TEXT PROVIDED:
Saturday, October 15, 2011

A $20 Minimum Wage?!

There has been much hype about the Occupy Wall Street movement lately.  Although their frustration with the lack of economic growth, not to mention the collusion between Big Government and Big Business, is valid, frustration is insufficient in terms of implementing change.  You need sound policy to back it up.  Naïveté exists amongst these protesters, and an "unofficial" list of demands exemplified it.  The first demand was to "restore the living wage," which entails raising the minimum wage to $20.  But why stop at $20?  Why not make it an even $100?  The short response to this is that such an increase, whether to $20 or $100, would backfire.

And now, the longer answer.

(Object pointing dataset rows)
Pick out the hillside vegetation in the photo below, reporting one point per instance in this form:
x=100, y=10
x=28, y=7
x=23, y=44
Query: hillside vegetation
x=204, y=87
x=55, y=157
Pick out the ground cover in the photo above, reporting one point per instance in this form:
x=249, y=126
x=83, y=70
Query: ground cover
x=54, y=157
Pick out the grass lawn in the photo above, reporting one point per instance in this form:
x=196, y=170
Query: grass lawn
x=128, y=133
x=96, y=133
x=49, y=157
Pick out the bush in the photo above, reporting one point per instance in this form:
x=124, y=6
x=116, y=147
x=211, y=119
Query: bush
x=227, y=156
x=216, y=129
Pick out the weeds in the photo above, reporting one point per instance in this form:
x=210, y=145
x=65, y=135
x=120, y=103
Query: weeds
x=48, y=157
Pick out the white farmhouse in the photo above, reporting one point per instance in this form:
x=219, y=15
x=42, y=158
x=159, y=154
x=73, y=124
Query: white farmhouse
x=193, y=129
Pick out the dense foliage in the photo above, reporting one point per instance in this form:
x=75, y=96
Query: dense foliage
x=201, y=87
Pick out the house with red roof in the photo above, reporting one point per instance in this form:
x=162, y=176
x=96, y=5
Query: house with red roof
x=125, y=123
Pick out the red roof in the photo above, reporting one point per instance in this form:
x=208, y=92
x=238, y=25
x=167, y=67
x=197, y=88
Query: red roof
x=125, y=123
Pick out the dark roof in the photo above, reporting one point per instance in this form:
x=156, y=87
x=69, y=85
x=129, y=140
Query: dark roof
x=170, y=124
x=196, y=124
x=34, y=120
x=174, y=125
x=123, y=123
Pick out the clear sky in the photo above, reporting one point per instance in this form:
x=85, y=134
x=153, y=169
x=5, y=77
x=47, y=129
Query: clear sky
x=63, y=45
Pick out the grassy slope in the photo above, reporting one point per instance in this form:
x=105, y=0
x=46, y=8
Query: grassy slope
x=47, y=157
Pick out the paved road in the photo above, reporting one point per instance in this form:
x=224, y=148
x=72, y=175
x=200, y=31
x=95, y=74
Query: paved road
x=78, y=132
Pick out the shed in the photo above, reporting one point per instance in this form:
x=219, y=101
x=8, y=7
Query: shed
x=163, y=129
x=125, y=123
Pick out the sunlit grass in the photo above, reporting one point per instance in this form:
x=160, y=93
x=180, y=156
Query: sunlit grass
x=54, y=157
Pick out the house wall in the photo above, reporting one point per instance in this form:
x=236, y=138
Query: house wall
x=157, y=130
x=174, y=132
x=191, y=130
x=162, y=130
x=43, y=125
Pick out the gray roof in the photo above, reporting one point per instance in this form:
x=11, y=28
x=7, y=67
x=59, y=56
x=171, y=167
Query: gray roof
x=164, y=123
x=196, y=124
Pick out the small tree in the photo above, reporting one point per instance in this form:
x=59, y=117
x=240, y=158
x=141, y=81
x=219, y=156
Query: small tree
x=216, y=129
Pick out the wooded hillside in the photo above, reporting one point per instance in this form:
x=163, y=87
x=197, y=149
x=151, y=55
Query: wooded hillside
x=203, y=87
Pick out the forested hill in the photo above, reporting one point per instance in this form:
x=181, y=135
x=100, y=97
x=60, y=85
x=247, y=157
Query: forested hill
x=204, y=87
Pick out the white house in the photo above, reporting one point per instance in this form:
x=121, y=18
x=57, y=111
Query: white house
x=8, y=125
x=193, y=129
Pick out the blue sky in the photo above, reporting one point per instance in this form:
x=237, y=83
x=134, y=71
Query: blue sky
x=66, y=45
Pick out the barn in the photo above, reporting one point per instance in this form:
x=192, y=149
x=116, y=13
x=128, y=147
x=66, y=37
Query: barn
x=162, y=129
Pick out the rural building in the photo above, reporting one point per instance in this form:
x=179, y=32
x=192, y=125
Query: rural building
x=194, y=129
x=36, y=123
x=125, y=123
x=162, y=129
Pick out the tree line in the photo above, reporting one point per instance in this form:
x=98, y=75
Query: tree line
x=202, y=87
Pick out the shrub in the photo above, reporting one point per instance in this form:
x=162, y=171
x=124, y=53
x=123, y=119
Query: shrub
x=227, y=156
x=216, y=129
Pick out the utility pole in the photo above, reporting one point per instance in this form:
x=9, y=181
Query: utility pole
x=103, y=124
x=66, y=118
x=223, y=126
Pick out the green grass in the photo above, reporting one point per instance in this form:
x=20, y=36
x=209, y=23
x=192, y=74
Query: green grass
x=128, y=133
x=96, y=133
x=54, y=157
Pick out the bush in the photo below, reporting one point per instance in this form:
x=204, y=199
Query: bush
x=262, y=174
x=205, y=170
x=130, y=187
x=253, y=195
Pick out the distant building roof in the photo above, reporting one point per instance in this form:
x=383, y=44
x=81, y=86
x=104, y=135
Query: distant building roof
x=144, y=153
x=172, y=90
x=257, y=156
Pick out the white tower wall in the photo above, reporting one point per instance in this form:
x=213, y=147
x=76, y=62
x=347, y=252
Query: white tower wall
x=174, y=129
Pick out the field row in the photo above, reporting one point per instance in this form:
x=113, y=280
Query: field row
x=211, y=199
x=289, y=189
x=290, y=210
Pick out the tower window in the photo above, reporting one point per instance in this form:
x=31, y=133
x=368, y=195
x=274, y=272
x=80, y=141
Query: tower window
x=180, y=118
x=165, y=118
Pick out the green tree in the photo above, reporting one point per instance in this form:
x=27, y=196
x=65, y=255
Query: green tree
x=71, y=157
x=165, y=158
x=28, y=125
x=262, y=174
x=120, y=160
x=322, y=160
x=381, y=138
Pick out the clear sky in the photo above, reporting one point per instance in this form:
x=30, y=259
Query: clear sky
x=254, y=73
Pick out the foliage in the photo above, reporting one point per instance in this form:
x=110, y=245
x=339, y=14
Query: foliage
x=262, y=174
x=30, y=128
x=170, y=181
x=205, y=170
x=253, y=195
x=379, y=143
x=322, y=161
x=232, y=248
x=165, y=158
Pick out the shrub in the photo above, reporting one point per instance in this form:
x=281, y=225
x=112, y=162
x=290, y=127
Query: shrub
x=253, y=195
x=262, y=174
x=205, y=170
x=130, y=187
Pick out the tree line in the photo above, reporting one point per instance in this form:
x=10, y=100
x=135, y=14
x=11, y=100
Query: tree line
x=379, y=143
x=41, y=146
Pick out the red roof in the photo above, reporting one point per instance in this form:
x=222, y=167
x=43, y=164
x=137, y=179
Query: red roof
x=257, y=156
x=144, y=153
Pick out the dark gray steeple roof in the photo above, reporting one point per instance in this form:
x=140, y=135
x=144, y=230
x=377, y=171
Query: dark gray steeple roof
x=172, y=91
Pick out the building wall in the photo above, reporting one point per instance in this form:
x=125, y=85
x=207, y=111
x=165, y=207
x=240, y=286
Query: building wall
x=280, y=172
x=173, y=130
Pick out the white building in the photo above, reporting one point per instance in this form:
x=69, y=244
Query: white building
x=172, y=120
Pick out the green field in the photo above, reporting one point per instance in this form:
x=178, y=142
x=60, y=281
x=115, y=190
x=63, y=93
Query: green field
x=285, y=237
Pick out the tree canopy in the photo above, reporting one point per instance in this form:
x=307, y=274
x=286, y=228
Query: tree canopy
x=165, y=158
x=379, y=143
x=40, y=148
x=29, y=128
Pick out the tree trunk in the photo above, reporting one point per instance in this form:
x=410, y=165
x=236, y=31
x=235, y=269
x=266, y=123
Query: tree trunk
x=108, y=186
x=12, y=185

OBJECTIVE:
Answer these questions about the post on a $20 minimum wage above.
(a) On what date is the post dated?
(b) What was the first demand on the "unofficial" list, and what does it entail?
(c) What does the short response say such an increase would do?

SOLUTION TO THE EXERCISE:
(a) Saturday, October 15, 2011.
(b) The first demand was to "restore the living wage," which entails raising the minimum wage to $20.
(c) It says such an increase, whether to $20 or $100, would backfire.